**What the task asks**:
The entries need to be copied exactly.

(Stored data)
========

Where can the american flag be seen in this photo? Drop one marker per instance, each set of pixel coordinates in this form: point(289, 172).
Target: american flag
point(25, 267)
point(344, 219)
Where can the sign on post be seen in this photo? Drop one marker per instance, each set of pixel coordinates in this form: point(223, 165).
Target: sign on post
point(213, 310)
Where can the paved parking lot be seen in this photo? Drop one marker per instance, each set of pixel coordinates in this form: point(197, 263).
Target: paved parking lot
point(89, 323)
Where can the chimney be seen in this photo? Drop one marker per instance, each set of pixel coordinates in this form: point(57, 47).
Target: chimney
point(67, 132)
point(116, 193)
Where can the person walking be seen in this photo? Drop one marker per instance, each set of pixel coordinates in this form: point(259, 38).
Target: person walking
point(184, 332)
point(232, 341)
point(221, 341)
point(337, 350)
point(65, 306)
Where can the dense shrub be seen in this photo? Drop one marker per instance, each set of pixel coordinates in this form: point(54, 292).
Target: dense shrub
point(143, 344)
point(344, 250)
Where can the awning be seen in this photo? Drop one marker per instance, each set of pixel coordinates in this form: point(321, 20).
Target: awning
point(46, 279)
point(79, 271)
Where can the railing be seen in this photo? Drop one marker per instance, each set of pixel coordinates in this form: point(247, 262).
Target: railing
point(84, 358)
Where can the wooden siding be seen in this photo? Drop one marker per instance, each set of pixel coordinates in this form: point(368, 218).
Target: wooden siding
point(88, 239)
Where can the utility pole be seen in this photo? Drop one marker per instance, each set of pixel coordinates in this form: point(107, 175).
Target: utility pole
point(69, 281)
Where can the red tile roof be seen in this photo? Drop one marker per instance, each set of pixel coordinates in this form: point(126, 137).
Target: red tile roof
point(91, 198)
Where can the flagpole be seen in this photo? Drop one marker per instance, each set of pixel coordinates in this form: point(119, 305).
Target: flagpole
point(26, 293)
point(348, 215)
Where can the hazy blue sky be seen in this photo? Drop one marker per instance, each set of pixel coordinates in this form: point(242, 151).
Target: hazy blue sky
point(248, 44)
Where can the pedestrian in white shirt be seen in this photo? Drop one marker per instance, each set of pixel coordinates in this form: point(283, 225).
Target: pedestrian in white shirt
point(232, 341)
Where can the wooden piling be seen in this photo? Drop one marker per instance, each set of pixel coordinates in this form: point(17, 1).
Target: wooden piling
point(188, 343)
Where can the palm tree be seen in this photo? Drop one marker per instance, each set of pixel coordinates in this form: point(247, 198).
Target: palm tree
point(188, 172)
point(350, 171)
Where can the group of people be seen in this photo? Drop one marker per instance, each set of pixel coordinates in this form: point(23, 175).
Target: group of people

========

**Answer below**:
Where can the american flag be seen in this photo? Drop one marker per instance, each set of pixel coordinates in this form: point(289, 172).
Target: american flag
point(25, 267)
point(344, 219)
Where can the sign on post be seen in this photo? Drop one marker per instance, each set of pixel coordinates in this form: point(223, 165).
Target: sign on post
point(213, 310)
Where can the paved parking lot be seen in this photo? Drop one marker per instance, each set of pixel coordinates in this form: point(197, 263).
Target: paved parking lot
point(89, 323)
Where can the chimney be seen in this photo? Drop one marker per instance, each set of pixel coordinates in this form: point(57, 47).
Target: chimney
point(67, 132)
point(116, 193)
Where can the person walking be seen in this photo? Drop one marker per instance, each set of pixel coordinates in this form: point(259, 38).
Target: person walking
point(184, 332)
point(232, 341)
point(221, 341)
point(337, 350)
point(65, 306)
Where can the dense shrub be seen in this photo? Drop one marker per instance, each set of pixel coordinates in this form: point(54, 292).
Target: dense shrub
point(143, 344)
point(344, 250)
Where can the awning be seen in this photo? Drop one marker per instance, each set of pixel coordinates in this form: point(321, 20).
Target: awning
point(46, 279)
point(79, 271)
Where can the railing be seen in this photo? Drop one marker per instance, each set of pixel coordinates in this form: point(247, 262).
Target: railing
point(84, 358)
Where can the wooden siding be seen in this photo? Drop one marker per instance, each set of pixel coordinates in this form: point(368, 218).
Target: wooden siding
point(88, 239)
Where can the utility pole be seen in this photo? Drop one marker per instance, each set of pixel coordinates in this form: point(107, 175).
Target: utility pole
point(69, 281)
Where can the red tile roof be seen in this photo? Drop one marker per instance, each set of pixel coordinates in this form: point(126, 137).
Target: red tile roof
point(91, 198)
Where can the flagpole be seen in this photo? Drop one marker per instance, each set of pixel coordinates in this form: point(119, 305).
Target: flagpole
point(26, 293)
point(348, 215)
Where can the hazy blue sky be seen in this photo? Drop one marker per instance, each set of pixel coordinates in this form: point(242, 151).
Target: hazy blue sky
point(248, 44)
Where can the pedestrian in white shirt be seen in this photo? Drop one marker per instance, each set of pixel coordinates in this form: point(283, 225).
Target: pedestrian in white shirt
point(232, 341)
Where can the wooden piling be seen in this photo? Drop one marker per instance, each set of pixel coordinates in this form: point(17, 1).
Target: wooden piling
point(188, 343)
Where can the palm tree be seen in this photo? Drop one marker per instance, each set of pixel coordinates in this form: point(247, 198).
Target: palm tree
point(188, 172)
point(350, 171)
Where can the group of people be seen in this photo? Drop one marker per instance, each set of pixel coordinates in this form: point(23, 175).
Target: group of people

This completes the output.